-- PROBLEM REQUIREMENTS --
Transcribe the listing below word for word.

* BEGIN RECORDS PROVIDED *

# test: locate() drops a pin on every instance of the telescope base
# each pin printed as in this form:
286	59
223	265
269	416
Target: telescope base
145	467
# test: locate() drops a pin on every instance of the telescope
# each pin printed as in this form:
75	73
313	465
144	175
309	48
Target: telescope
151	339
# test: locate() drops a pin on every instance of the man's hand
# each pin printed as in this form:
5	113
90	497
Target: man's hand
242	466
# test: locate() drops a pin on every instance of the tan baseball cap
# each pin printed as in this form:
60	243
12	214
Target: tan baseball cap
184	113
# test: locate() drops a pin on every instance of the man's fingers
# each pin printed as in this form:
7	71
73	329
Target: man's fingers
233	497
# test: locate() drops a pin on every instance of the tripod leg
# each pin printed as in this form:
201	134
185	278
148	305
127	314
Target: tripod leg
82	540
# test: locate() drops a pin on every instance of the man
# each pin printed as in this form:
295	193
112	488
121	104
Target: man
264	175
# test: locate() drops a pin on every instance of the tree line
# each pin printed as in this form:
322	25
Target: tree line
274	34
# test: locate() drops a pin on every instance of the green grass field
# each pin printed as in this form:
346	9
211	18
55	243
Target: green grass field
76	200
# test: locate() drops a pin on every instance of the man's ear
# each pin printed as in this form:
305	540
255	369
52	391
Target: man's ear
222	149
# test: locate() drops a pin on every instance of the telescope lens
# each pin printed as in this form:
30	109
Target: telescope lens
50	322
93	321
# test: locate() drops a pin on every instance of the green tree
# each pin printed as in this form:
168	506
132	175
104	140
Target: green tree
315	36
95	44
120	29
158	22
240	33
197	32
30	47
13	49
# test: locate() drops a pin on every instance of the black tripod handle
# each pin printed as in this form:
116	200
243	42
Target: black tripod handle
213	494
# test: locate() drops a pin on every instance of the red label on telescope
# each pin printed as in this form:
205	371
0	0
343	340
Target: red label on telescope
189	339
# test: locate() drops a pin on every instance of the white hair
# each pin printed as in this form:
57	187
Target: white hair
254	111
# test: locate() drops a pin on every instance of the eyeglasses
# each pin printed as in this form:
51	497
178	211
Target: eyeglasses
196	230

* END RECORDS PROVIDED *

-- WRITTEN RESPONSE --
# test: locate() drops a pin on every instance of the telescope base
# each pin printed as in this form:
286	59
223	265
269	416
Target: telescope base
145	467
# test: locate() drops a pin on every instance of the telescope
# each pin printed as in this form:
75	73
313	465
144	175
309	48
Target: telescope
151	339
# test: locate() drops a pin on every instance of the man's hand
# each pin printed as in this form:
5	113
90	497
Target: man's hand
242	466
# test: locate() drops a pin on every instance of the tan baseball cap
# each pin printed as in this form:
60	243
12	214
Target: tan baseball cap
184	113
# test: locate() drops a pin on every instance of the man's fingers
# each pin printed as in this form:
7	71
73	329
Target: man's fingers
233	497
# test: locate() drops a pin on every instance of the tripod leg
# each pin printed as in this form:
201	134
185	278
148	305
127	314
Target: tripod leg
82	540
# test: locate() drops a pin on every instance of the man
# each pin printed as in this form:
295	193
112	488
121	104
Target: man
264	175
# test: locate() drops a pin on every instance of the tree line
# each pin printed as in this form:
322	25
Target: tree line
274	34
# test: locate() drops a pin on every instance of the green grass field
# each pin printed as in this form:
346	9
211	18
55	243
Target: green grass field
76	200
# test: locate() drops a pin on every instance of the man's ear
# each pin printed as in this form:
305	540
255	369
52	391
Target: man's ear
222	149
# test: locate() drops a pin on every instance of the telescope lens
# each pin printed as in this form:
30	109
Target: telescope lens
50	322
93	321
# test: locate() drops a pin on every instance of the green tree
# each pin printed as in this form:
168	506
132	175
104	140
Target: green tree
315	36
95	44
120	29
158	22
240	33
197	32
30	47
13	49
# test: locate() drops a pin on every instance of the black tripod handle
# each pin printed as in this form:
116	200
243	42
Target: black tripod handle
213	494
# test: locate() drops a pin on every instance of the red label on telescope
# each pin printed as in this form:
205	371
0	0
343	340
Target: red label on telescope
189	339
# test: locate() drops a pin on every instance of the white hair
# each pin printed as in this form:
57	187
Target: white hair
254	111
# test: locate() drops a pin on every instance of the eyeglasses
# each pin printed as in this form:
51	497
178	211
Target: eyeglasses
196	230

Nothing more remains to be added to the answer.